Problem set:
1. In the passage on finding a common enemy, why does the author say CEOs waste this tool when they rally the company around more revenue or lower costs? Answer in one to three sentences.
2. What common enemy did the new CEO in the passage on finding a common enemy take on?
3. Carry on the passage on finding a common enemy from its last sentence.

Page text:
** begin **

Find a common enemy. One of my former CEOs taught me this lesson.  I was his first appointment on his first day, hours before anyone else arrived at the office.  My division was in trouble and I had made it abundantly clear to him during the interview process and to the corporate parent’s CEO who was doing the hiring that my division needed attention.  He listened and within weeks we had a common enemy.  Ours had to do with some internal supply chain issues which were causing significant strife with our key customers, issues I had been railing about to deaf ears internally for some time.  Within weeks our new CEO created a company-wide slogan and an aggressive timetable to fix the issues, along with a public progress meter.  Then he did what I could not do with my peers — he based a large chunk of the executive team bonus on solving the problems.  I won’t go into details, but suffice it to say our battleship was spinning pirouettes in very short order, even though the management team had previously said it couldn’t be done.  Your particular enemy may be a competitor, a technology challenge, a new product launch.  Anything that can be made tangible is fair game. Too many CEOs waste this tool on a too-common problem: they want more revenue or they want lower costs, so they try to pull out all the stops to work harder or to do more with less.  This isn’t inspiring.  Of course some companies need a kick in the tail.  But if your main contribution as CEO is to suggest everyone work harder, then perhaps you too can work harder to identify something to rally around.

** end **

Rows:
** begin **

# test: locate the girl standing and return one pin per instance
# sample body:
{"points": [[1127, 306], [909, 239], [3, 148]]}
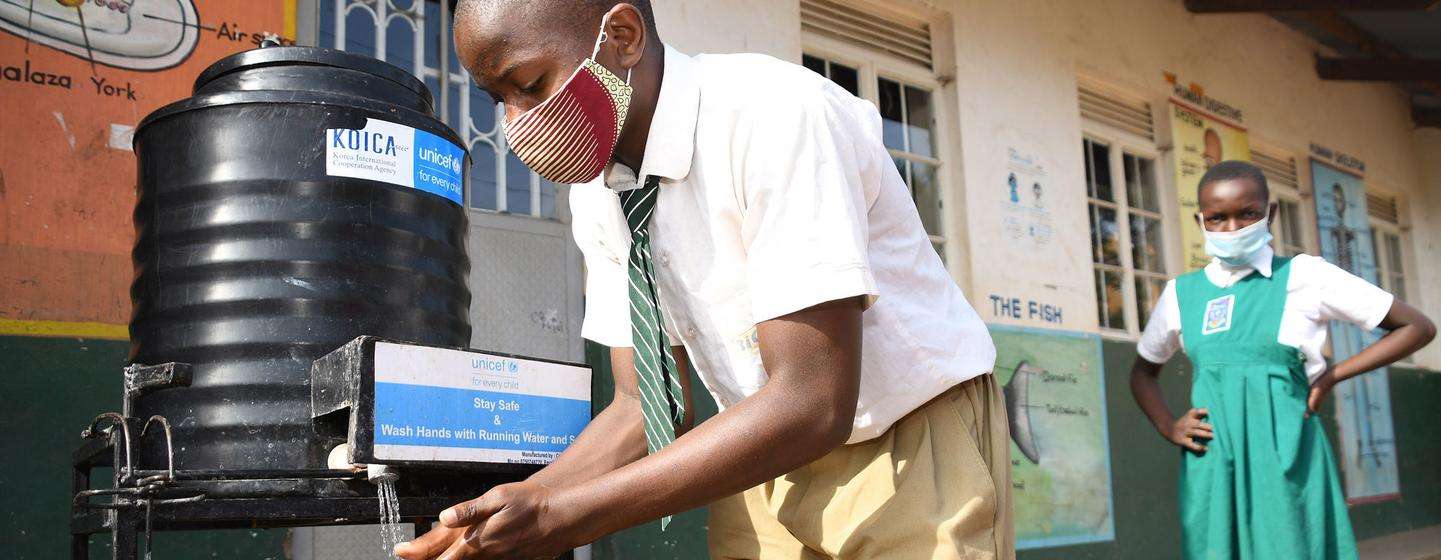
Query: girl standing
{"points": [[1258, 477]]}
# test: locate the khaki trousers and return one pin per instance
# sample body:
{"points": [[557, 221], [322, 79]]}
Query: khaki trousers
{"points": [[935, 485]]}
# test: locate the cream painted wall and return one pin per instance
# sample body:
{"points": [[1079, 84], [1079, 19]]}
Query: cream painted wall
{"points": [[709, 26], [1016, 71], [1016, 66], [1425, 233]]}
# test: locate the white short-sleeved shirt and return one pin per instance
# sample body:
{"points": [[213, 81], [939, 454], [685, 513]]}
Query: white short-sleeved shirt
{"points": [[777, 195], [1316, 294]]}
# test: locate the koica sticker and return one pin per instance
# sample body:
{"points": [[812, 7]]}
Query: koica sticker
{"points": [[396, 154]]}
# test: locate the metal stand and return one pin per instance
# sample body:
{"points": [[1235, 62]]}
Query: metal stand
{"points": [[143, 501], [196, 500]]}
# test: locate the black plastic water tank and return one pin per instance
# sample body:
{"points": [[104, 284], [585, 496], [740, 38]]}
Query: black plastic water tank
{"points": [[299, 199]]}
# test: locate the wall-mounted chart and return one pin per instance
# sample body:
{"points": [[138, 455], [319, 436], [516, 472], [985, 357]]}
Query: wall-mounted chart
{"points": [[134, 35]]}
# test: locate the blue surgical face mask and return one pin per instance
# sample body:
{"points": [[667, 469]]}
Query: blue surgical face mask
{"points": [[1239, 246]]}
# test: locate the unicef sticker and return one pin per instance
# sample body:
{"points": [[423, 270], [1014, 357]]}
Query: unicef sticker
{"points": [[1218, 314], [396, 154]]}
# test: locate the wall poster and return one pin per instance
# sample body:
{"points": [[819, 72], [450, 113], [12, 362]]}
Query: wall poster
{"points": [[1201, 138], [75, 79], [1368, 446], [1061, 457]]}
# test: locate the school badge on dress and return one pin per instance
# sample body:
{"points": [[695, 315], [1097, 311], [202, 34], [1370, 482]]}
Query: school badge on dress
{"points": [[1218, 314]]}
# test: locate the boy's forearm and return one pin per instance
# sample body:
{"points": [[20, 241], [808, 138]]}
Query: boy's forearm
{"points": [[613, 439], [761, 438]]}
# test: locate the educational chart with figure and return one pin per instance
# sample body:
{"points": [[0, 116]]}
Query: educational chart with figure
{"points": [[1059, 455], [1368, 445]]}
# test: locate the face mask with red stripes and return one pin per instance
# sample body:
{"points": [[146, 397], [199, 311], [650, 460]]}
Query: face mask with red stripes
{"points": [[571, 136]]}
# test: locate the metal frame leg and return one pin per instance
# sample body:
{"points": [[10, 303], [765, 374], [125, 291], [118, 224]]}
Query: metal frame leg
{"points": [[79, 542], [126, 537]]}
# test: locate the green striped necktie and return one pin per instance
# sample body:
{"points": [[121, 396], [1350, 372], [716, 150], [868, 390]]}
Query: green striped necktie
{"points": [[662, 403]]}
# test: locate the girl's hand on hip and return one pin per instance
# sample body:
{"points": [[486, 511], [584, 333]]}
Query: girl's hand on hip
{"points": [[1319, 390], [1189, 428]]}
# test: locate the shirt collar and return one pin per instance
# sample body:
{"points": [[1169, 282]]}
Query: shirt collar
{"points": [[672, 138], [1224, 274]]}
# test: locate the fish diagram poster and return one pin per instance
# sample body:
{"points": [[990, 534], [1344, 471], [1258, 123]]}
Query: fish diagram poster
{"points": [[1201, 140], [1362, 403], [1059, 454]]}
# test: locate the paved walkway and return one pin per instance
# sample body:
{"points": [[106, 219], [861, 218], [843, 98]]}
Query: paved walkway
{"points": [[1417, 544]]}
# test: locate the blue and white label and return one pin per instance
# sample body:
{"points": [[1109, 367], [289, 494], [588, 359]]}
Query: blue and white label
{"points": [[1218, 314], [396, 154], [451, 405]]}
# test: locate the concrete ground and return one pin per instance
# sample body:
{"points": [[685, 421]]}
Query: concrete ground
{"points": [[1417, 544]]}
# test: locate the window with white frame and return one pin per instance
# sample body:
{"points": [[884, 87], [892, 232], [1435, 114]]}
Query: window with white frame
{"points": [[417, 36], [1127, 235], [905, 98], [1388, 244], [1290, 220]]}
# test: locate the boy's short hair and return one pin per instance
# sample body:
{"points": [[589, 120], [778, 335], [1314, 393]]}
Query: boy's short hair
{"points": [[577, 13], [1231, 170]]}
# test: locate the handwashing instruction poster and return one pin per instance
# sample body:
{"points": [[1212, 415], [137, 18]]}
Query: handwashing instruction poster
{"points": [[1059, 454], [451, 405]]}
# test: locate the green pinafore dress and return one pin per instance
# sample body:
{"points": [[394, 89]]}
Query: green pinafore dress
{"points": [[1267, 484]]}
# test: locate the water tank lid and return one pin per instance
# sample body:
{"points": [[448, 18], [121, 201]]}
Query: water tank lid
{"points": [[310, 55]]}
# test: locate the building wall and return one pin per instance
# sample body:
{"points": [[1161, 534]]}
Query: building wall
{"points": [[1016, 72], [1015, 85]]}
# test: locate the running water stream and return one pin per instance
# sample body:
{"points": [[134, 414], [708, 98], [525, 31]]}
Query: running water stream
{"points": [[391, 530]]}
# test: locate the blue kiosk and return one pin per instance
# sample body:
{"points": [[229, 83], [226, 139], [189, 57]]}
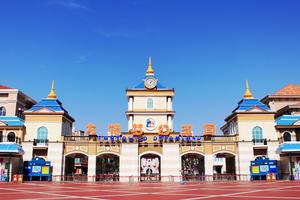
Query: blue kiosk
{"points": [[261, 166], [38, 168]]}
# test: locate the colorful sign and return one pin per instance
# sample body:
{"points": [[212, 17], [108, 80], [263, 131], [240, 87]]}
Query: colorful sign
{"points": [[45, 169], [150, 124], [255, 169], [36, 169], [264, 168], [186, 130]]}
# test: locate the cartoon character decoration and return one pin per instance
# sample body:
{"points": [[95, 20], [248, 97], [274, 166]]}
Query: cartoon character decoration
{"points": [[164, 130], [137, 129], [150, 124], [149, 166], [91, 129], [186, 130], [114, 129], [209, 129]]}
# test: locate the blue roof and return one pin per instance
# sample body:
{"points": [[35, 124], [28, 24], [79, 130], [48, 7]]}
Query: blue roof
{"points": [[12, 120], [246, 104], [51, 104], [287, 119], [11, 148], [289, 147], [141, 85]]}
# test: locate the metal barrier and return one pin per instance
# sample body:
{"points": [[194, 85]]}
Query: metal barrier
{"points": [[170, 178]]}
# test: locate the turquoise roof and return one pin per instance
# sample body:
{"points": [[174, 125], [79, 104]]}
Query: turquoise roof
{"points": [[246, 104], [51, 104], [12, 121], [289, 147], [8, 147], [287, 119], [141, 85]]}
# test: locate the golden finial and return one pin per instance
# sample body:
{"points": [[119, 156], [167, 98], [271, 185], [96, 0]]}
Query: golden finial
{"points": [[150, 70], [248, 94], [52, 94]]}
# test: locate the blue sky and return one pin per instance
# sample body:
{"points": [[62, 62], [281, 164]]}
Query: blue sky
{"points": [[95, 49]]}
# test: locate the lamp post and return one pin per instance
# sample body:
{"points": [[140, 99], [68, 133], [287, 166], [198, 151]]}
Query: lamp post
{"points": [[291, 168]]}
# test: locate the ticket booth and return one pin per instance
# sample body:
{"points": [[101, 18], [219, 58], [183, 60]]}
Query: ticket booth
{"points": [[262, 167], [37, 169]]}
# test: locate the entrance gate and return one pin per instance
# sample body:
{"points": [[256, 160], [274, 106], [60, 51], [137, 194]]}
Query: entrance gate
{"points": [[150, 167]]}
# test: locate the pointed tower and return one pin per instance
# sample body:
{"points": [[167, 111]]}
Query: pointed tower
{"points": [[254, 125], [149, 71], [46, 123], [248, 94], [150, 104], [52, 94]]}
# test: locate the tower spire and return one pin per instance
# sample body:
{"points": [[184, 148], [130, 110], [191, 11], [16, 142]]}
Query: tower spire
{"points": [[52, 94], [149, 70], [248, 94]]}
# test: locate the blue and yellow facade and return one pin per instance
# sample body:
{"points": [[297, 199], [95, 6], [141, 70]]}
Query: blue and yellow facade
{"points": [[151, 150]]}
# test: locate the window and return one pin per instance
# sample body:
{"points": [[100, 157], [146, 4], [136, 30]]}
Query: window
{"points": [[149, 103], [287, 137], [298, 134], [2, 111], [42, 135], [257, 134], [11, 137]]}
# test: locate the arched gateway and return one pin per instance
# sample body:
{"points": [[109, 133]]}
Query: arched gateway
{"points": [[107, 167], [192, 166], [150, 169], [76, 167]]}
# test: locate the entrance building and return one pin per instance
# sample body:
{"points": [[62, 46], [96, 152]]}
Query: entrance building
{"points": [[150, 149]]}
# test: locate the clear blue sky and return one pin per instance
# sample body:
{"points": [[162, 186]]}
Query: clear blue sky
{"points": [[95, 49]]}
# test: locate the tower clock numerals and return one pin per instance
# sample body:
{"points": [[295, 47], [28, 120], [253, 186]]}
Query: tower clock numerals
{"points": [[150, 83]]}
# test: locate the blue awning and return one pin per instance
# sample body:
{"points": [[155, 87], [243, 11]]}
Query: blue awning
{"points": [[289, 147], [11, 148]]}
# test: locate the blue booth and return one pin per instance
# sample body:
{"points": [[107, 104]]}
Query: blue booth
{"points": [[38, 168], [261, 166]]}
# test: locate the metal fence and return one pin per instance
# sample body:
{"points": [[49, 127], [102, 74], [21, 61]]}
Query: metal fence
{"points": [[134, 179]]}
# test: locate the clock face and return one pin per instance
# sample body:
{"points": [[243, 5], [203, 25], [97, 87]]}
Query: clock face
{"points": [[150, 124], [150, 83]]}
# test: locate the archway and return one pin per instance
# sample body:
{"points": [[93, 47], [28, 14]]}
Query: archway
{"points": [[150, 167], [224, 166], [107, 167], [192, 166], [76, 167]]}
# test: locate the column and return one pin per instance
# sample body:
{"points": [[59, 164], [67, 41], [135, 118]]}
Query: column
{"points": [[170, 124], [169, 103], [245, 153], [208, 163], [130, 122], [91, 168], [130, 104], [170, 163], [28, 148], [129, 162], [55, 156]]}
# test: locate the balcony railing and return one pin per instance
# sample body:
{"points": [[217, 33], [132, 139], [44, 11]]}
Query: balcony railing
{"points": [[260, 141], [4, 138], [40, 142]]}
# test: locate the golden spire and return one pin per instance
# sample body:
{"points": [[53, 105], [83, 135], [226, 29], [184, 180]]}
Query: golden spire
{"points": [[52, 94], [150, 70], [248, 94]]}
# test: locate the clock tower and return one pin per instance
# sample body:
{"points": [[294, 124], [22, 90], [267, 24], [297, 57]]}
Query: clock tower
{"points": [[150, 104]]}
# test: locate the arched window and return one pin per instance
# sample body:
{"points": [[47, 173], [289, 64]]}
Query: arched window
{"points": [[287, 137], [42, 135], [149, 103], [257, 134], [11, 137], [2, 111]]}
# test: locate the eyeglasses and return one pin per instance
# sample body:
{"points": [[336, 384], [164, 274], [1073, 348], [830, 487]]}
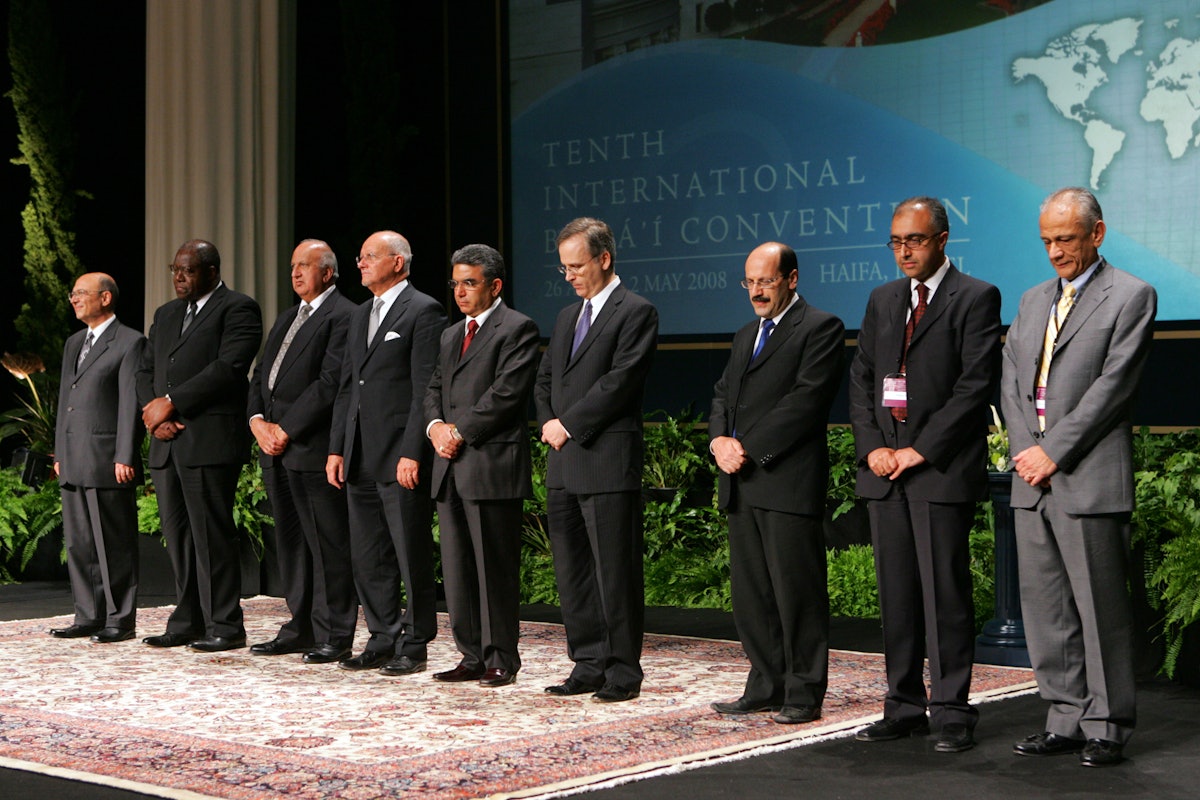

** end **

Results for each task:
1. Such goals only push people to work harder or do more with less, and the author says this isn't inspiring. A tangible enemy, like a competitor, a technology challenge or a product launch, gives people something real to rally around.

2. Internal supply chain issues that were causing significant strife with the division's key customers.

3.
Good ideas may be right in front of you. Years ago our corporate parent hired a consulting firm to drive innovation among the various divisions.  They toured the world asking us for ideas we hadn’t thought of, using a formulaic approach to “ideation” (consultant speak for brainstorming).  The main rule was one could not suggest an idea that in some form or another had been suggested previously.  The assumption was that our wise leaders had already discarded these old ideas after careful consideration, and as if to prove the point Exhibit A was the absence of the idea in action.  Trouble is, many of our good ideas had never seen the light of day in the normal course of business, whether due to politics or inept management or distractions.  So these consultants spent millions of our money to collect new ideas when there were thousands of solid ideas readily available if only the right level of management could see them.  As a new CEO, you will be approached by many people with agendas.  Learn how to filter out the noise and the self-promotion and you will absolutely find game-changing ideas already well-formed in the minds of your people who live and breathe these issues all day long.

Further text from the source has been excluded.